### Passage shown
*-*-*
The film took a year to make and incorporates footage from The Battleship Potemkin, October, New Babylon, Shanghai Gesture, For Whom the Bell Tolls, Rio Grande, The Charge of the Light Brigade, Johnny Guitar, and Confidential Report, as well as Soviet and Polish films, industrial films, American Westerns, soft-core porn films, news footage, advertisements, and many still photographs. Events such as the murder of Lee Harvey Oswald (who assassinated U.S. President John F. Kennedy in 1963), the revolutions in Spain in 1936, Hungary in 1956 and in Paris in 1968, and people such as Mao Tse Tung, Richard Nixon, and the Spanish Anarchist Durruti are represented. Throughout the movie, there is both a voiceover (of Debord) and inter-titles from “Society of the Spectacle” but also texts from the Committee of Occupation of the Sorbonne, Machiavelli, Marx, Tocqueville, Emile Pouget, and Soloviev.
*-*-*
### Supplied data
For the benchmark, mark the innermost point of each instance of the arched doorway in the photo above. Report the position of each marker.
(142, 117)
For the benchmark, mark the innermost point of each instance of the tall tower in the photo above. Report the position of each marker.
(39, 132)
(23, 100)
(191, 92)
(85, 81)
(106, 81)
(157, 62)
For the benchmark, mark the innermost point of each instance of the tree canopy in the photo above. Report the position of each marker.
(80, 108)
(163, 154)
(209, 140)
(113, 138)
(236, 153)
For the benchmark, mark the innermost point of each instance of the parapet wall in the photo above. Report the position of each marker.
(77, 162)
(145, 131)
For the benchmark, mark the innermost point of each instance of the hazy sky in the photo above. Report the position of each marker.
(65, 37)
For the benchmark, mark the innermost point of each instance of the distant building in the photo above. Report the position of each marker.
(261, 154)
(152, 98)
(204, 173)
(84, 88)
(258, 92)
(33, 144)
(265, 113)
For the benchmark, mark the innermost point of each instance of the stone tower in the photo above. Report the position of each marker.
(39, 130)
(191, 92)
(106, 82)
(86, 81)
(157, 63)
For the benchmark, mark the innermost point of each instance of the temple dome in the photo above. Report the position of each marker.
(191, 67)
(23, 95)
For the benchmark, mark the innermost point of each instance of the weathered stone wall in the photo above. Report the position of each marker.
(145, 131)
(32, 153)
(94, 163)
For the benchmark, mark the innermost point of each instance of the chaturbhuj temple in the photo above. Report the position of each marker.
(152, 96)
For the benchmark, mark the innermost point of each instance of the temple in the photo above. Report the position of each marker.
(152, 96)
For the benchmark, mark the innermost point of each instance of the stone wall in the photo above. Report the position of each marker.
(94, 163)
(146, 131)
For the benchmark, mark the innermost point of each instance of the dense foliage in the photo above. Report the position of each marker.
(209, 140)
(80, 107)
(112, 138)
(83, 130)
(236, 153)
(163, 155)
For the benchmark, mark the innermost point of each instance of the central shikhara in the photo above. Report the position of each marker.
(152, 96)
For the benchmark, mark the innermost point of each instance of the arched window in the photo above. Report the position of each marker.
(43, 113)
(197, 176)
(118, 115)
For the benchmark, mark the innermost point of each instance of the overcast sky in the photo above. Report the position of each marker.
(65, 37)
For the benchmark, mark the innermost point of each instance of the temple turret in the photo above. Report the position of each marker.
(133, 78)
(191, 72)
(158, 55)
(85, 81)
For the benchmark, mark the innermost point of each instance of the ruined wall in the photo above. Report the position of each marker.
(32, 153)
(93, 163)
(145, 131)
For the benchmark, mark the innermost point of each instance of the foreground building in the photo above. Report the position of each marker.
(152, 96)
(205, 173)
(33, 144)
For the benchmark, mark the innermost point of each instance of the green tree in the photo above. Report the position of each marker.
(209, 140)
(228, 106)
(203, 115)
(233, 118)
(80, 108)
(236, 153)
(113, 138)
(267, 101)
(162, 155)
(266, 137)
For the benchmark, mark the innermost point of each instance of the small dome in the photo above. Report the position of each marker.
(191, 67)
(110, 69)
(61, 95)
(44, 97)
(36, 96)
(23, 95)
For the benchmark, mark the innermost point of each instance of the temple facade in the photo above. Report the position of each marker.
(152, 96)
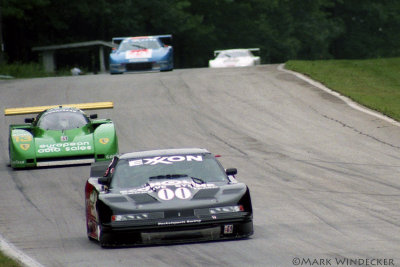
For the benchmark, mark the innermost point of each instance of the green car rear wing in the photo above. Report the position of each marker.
(33, 110)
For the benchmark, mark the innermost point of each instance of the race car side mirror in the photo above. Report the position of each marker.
(104, 181)
(231, 171)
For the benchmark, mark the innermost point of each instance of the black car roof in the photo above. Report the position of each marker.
(164, 152)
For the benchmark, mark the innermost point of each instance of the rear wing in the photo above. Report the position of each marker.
(118, 40)
(33, 110)
(216, 52)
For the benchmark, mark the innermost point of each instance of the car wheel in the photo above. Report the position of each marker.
(104, 239)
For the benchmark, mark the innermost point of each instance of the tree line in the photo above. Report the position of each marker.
(282, 29)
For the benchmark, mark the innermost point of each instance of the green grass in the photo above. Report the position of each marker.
(8, 262)
(29, 70)
(374, 83)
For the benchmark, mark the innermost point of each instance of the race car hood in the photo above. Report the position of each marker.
(140, 55)
(173, 194)
(52, 143)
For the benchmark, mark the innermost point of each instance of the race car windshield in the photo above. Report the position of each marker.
(233, 54)
(137, 44)
(62, 120)
(138, 172)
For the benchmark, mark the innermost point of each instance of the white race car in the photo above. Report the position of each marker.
(235, 58)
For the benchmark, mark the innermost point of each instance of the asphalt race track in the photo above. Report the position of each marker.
(324, 177)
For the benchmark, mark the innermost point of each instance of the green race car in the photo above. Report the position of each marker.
(61, 135)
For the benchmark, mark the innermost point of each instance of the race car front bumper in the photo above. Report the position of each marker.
(184, 231)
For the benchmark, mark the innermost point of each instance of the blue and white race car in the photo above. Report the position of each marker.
(142, 53)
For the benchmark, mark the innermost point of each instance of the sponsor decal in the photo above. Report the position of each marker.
(142, 53)
(66, 147)
(179, 222)
(25, 146)
(104, 141)
(228, 229)
(165, 160)
(22, 138)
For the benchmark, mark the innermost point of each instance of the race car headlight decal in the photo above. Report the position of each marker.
(227, 209)
(129, 217)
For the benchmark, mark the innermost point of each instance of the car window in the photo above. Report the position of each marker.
(62, 120)
(231, 54)
(137, 172)
(137, 44)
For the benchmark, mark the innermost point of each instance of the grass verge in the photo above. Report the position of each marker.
(374, 83)
(29, 70)
(8, 262)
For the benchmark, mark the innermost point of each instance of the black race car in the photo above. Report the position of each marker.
(164, 196)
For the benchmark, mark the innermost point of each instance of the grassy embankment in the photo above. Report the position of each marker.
(374, 83)
(31, 70)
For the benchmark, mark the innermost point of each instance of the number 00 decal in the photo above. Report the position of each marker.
(168, 194)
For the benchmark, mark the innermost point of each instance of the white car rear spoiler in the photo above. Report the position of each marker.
(216, 52)
(117, 40)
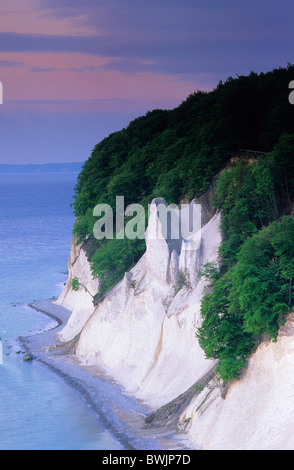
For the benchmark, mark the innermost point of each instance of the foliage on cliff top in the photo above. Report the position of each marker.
(176, 153)
(251, 295)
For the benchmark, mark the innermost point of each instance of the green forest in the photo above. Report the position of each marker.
(174, 154)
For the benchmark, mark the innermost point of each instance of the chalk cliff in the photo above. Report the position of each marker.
(143, 335)
(257, 412)
(143, 331)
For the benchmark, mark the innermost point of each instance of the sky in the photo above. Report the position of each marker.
(74, 71)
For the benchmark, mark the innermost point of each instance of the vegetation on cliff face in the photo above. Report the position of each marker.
(253, 291)
(174, 154)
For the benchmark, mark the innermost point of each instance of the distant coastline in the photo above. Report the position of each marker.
(41, 168)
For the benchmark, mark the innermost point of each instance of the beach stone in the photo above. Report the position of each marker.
(27, 358)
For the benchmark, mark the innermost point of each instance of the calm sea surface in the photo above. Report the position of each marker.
(38, 410)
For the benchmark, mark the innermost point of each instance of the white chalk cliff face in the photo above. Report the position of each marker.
(80, 302)
(143, 335)
(257, 412)
(143, 332)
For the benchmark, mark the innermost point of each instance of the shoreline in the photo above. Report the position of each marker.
(120, 414)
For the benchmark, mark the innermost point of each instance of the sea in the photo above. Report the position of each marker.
(38, 410)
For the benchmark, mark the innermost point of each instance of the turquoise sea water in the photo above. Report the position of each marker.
(38, 410)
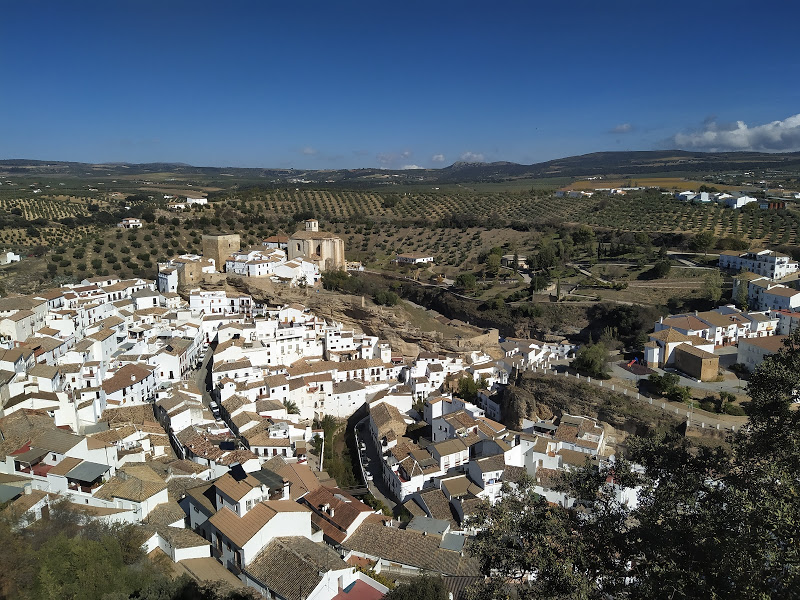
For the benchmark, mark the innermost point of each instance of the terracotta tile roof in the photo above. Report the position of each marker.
(291, 566)
(234, 489)
(438, 505)
(240, 530)
(772, 343)
(132, 488)
(412, 548)
(301, 479)
(346, 509)
(126, 376)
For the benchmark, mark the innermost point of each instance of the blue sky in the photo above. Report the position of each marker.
(320, 85)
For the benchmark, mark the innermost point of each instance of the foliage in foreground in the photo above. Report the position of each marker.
(709, 523)
(421, 588)
(68, 556)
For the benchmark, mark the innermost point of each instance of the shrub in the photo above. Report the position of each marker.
(734, 410)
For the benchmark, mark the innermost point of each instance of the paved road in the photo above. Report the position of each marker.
(372, 463)
(202, 375)
(698, 417)
(734, 386)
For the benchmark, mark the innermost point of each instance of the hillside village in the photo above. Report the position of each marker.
(197, 417)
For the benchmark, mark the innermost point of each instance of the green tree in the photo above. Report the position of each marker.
(592, 359)
(425, 587)
(740, 296)
(468, 389)
(703, 242)
(712, 286)
(709, 522)
(466, 281)
(492, 264)
(661, 269)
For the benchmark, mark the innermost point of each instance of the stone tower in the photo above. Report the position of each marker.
(324, 249)
(220, 247)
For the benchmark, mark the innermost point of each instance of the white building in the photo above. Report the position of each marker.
(130, 223)
(220, 302)
(766, 263)
(739, 202)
*-*-*
### Task instructions
1 > Reproduce the passage about the film's footage and sources from "The film took" to "Pouget, and Soloviev.".
2 > Continue the passage about the film's footage and sources from its final sentence.

### Answer list
1 >
The film took a year to make and incorporates footage from The Battleship Potemkin, October, New Babylon, Shanghai Gesture, For Whom the Bell Tolls, Rio Grande, The Charge of the Light Brigade, Johnny Guitar, and Confidential Report, as well as Soviet and Polish films, industrial films, American Westerns, soft-core porn films, news footage, advertisements, and many still photographs. Events such as the murder of Lee Harvey Oswald (who assassinated U.S. President John F. Kennedy in 1963), the revolutions in Spain in 1936, Hungary in 1956 and in Paris in 1968, and people such as Mao Tse Tung, Richard Nixon, and the Spanish Anarchist Durruti are represented. Throughout the movie, there is both a voiceover (of Debord) and inter-titles from “Society of the Spectacle” but also texts from the Committee of Occupation of the Sorbonne, Machiavelli, Marx, Tocqueville, Emile Pouget, and Soloviev.

2 >
NEW YORK CITY
No Damage
Caspar Stracke
12 minutes
*** Video Conference w/ director from Seoul following screening ***
No Damage is a composition made out of fragments from over 80 different feature and documentary films that show the architecture of New York City–its architectural presence as captured on film over eight decades. Lifted out of their original context and juxtaposed in groups, these scenes reveal their emotional implications: grandeur, glamour, the wake of modernism, post-modernism and, most recently, post 9/11 sentimentalism. A number of particular clips that resonate such emotions enter into a non-verbal discourse on age, status, functionality and aesthetics. The feeling of eternity that these giant structures seemed to possess has now changed into the consciousness of finitude.
Buildings disappear for different reasons. They collapse or pulverize; constant damage causes constant transformation. In an elapsed time view these enormous transformations appear like insignificant friction–within Manhattan’s architectural mass, moving like a giant glacier.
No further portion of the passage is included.